▶ _Rows from a dataset_
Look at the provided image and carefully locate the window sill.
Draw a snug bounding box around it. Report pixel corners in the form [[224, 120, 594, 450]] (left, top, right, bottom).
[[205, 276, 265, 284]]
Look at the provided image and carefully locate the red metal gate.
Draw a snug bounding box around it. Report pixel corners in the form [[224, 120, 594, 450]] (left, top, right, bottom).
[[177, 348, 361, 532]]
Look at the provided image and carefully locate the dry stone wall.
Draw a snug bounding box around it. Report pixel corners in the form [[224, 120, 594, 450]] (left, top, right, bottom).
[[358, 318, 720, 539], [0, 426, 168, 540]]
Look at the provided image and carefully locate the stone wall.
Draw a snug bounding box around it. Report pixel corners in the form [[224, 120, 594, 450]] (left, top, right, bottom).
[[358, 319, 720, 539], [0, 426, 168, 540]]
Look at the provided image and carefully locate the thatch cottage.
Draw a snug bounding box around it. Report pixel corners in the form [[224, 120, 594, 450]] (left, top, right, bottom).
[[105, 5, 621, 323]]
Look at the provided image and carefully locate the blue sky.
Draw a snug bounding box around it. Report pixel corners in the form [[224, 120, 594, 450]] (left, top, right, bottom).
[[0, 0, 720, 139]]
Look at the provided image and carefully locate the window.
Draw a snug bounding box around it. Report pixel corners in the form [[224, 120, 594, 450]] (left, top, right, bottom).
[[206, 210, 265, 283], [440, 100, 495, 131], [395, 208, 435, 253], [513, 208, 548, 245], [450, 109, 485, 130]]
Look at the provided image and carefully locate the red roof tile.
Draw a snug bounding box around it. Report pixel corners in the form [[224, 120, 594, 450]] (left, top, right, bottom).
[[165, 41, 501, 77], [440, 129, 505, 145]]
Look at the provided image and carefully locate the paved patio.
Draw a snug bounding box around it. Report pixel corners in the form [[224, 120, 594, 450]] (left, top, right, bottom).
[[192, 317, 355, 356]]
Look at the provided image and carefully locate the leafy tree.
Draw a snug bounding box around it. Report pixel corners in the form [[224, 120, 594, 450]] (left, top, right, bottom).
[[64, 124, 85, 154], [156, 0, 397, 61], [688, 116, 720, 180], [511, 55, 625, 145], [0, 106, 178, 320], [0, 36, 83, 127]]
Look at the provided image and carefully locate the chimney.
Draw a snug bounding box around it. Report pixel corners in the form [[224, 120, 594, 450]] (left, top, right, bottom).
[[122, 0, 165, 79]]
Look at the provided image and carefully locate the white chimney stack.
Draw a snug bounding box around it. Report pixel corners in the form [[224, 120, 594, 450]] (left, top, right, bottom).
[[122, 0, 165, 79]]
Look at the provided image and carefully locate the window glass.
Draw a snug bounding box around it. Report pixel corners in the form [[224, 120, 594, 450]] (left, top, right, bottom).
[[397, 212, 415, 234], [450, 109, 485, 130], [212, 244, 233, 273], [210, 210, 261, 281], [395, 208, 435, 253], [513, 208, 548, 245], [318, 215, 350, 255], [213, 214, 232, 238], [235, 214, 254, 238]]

▶ _REQUEST_
In the listing above, find the line containing "Look at the provided image and carefully locate the thatch" and please quote exactly that line through the last one, and no other lines.

▶ _WRITTEN RESPONSE_
Look at the provided image and carefully locate the thatch cottage.
Draw a snug bounding box around it. Report pixel corners in the form [[224, 120, 594, 450]] (left, top, right, bottom).
[[105, 5, 621, 323]]
Look at the provided image and carefully locate the blue sky.
Draw a snug bounding box around it. Report pixel corners in the form [[224, 120, 594, 450]] (left, top, right, bottom).
[[0, 0, 720, 139]]
Look at the provided image and carefully locate the window.
Draw a snug bounding box around it. Report pixel corners in the form [[224, 120, 594, 450]] (left, top, right, bottom).
[[206, 210, 265, 283], [440, 100, 495, 131], [395, 208, 435, 253], [513, 208, 548, 245], [450, 109, 485, 130]]
Look at the provided image and carefully locate the red roof tile.
Draw a snug bounding box around it. Report pixel corners in the form [[224, 120, 594, 450]] (left, top, right, bottom).
[[165, 41, 501, 77], [440, 129, 505, 145]]
Look at the provided image and carefully locate the paved patio.
Draw a snug bounding box around it. Report pixel corners in the form [[224, 120, 594, 450]] (left, top, right, bottom).
[[192, 317, 355, 356]]
Look at the provided image and carefully locate the leafy tree.
Draw a snug bounding box around it. Report pixel corners in the form [[224, 120, 594, 450]] (left, top, right, bottom).
[[64, 124, 85, 154], [156, 0, 397, 61], [688, 116, 720, 180], [511, 55, 625, 145], [0, 106, 178, 320], [0, 36, 83, 127]]
Look at the provided image and carefully locate the chimney.
Draw a snug bounding box around it. Report pixel corners in the form [[224, 120, 594, 450]] (left, top, right, bottom).
[[122, 0, 165, 79]]
Look at the provided image and carefully locate the white chimney stack.
Draw a snug bounding box around it. Report pixel corners in the form [[224, 120, 594, 450]] (left, top, right, bottom).
[[122, 0, 165, 79]]
Look at the provided image and carefully locate the window glass.
Draw a snug bounding box around it. Report pixel corners in the form [[224, 120, 594, 450]] (left, top, right, bottom).
[[397, 212, 415, 234], [450, 109, 485, 130], [212, 244, 233, 273], [210, 210, 261, 281], [395, 208, 435, 253], [513, 208, 548, 245], [318, 215, 350, 255], [213, 214, 232, 238], [235, 214, 254, 238]]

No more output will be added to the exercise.